▶ **DOCUMENT TEXT**
IC Test: Doing It At The Right Place At The Right Time

Understand the different DFT technologies to know when to insert them into a design.


In the real world, we are slaves to our environment. The decisions we make are dependent on the resources available at any given time. In school, I remember coming up with a binary decision diagram (BDD) variable-ordering algorithm that relied on partial BDDs. Was that the best algorithm to determine the variable ordering of a BDD for a design? Probably not. However, it was easy to do as a colleague was doing research on partial BDDs, and I had the software available that he had written. When I wrote the paper, it was written as though it were the best way to determine the variable ordering of a BDD. If you pay attention to the technology with respect to the environment where it was developed, you will see the relationship between the two in nearly every situation.

Should IC test be completely implemented at the RTL level? This question keeps coming up, and one needs to pause and think, why is that? Is it because one vendor does everything at the RTL level? Did one correlate the environment to the solution, or is it really the best location to do all the test tasks? In this post, we look at some of the technologies implemented in IC test and attempt to determine the right way in which it should be implemented—independent of the environment.

Choices available
Any test logic inserted at the RTL level has the advantage that it can be functionally verified at a very early stage in the design. Furthermore, there are benefits to having the test logic treated the same way as functional logic during the remainder of the flow.

IC testing is about manufacturing defects. Given the high-quality requirements for IC testing, there is a need for test functionality to be designed for the exact implementation. The further the test is done from the exact layout of the design, the more ineffective the solution.

▶ **STORED ROWS**
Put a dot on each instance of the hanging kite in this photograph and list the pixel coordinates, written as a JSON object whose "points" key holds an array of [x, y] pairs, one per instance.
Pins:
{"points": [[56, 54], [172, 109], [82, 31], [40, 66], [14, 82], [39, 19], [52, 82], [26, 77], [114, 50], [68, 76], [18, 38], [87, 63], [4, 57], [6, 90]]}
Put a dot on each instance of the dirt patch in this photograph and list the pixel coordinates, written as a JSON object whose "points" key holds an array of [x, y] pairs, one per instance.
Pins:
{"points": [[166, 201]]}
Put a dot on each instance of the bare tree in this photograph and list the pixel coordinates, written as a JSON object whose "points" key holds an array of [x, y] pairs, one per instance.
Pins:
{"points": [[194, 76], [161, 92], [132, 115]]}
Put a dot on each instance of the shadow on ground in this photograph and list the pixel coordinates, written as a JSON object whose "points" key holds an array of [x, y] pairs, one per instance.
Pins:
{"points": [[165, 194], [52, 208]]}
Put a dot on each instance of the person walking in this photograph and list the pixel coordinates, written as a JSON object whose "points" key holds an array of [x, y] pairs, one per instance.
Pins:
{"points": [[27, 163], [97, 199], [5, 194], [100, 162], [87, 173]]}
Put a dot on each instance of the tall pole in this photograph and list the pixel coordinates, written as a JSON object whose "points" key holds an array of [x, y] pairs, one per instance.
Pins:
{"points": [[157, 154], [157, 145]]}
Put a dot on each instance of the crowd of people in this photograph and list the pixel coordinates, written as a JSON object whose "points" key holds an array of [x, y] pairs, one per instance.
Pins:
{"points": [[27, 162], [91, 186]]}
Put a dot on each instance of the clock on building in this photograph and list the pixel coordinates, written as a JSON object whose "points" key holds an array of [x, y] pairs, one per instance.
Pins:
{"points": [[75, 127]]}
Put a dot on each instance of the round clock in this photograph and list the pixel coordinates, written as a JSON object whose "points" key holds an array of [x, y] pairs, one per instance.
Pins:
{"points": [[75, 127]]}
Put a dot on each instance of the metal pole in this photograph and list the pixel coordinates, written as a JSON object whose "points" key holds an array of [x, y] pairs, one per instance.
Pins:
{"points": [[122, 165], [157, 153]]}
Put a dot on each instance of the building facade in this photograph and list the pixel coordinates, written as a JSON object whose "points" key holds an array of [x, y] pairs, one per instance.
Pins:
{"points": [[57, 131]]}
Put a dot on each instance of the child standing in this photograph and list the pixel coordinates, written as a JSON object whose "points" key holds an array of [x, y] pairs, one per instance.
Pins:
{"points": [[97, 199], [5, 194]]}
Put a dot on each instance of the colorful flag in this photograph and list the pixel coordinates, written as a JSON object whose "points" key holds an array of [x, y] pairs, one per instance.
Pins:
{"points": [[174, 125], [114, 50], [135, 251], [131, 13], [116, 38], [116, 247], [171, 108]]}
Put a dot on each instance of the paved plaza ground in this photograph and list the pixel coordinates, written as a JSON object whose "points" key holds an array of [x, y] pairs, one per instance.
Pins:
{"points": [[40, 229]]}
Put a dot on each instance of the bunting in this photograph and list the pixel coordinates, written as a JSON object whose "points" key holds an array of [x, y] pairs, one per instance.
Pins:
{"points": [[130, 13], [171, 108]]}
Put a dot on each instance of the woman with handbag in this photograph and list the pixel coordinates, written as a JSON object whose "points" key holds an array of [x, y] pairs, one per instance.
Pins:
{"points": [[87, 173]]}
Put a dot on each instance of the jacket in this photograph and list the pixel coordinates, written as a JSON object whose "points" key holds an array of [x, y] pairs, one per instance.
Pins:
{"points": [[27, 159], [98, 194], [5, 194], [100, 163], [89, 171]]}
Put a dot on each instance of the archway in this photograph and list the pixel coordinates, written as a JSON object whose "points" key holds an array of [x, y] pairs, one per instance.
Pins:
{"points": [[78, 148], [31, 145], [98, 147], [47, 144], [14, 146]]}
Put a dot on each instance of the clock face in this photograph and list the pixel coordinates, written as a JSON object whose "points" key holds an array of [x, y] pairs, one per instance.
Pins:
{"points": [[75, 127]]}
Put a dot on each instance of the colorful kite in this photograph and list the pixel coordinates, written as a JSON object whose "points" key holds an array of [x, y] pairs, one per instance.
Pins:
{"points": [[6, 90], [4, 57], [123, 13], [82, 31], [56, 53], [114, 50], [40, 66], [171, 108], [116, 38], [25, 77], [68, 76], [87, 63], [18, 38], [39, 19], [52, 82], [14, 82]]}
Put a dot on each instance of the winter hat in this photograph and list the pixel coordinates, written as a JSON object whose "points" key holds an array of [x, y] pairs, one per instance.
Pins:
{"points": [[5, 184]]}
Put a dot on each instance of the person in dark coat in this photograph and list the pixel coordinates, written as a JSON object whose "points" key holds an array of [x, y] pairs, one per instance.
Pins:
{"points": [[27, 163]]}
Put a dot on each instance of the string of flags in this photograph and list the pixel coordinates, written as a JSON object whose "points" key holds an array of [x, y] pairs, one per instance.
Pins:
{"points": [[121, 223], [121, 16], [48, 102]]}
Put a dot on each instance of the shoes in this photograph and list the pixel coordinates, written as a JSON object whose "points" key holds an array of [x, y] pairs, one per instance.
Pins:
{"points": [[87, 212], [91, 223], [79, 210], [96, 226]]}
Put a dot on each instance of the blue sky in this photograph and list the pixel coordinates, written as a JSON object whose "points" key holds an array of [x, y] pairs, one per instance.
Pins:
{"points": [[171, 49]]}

▶ **CHALLENGES**
**1)** Render this sentence from the IC test article in Spanish: "In the real world, we are slaves to our environment."
**2)** Count the lines in the records that contain the word "clock", and reply with the number alone.
The IC test article and the records were taken from unrelated sources.

▶ **ANSWERS IN ORDER**
**1)** En el mundo real, somos esclavos de nuestro entorno.

**2)** 3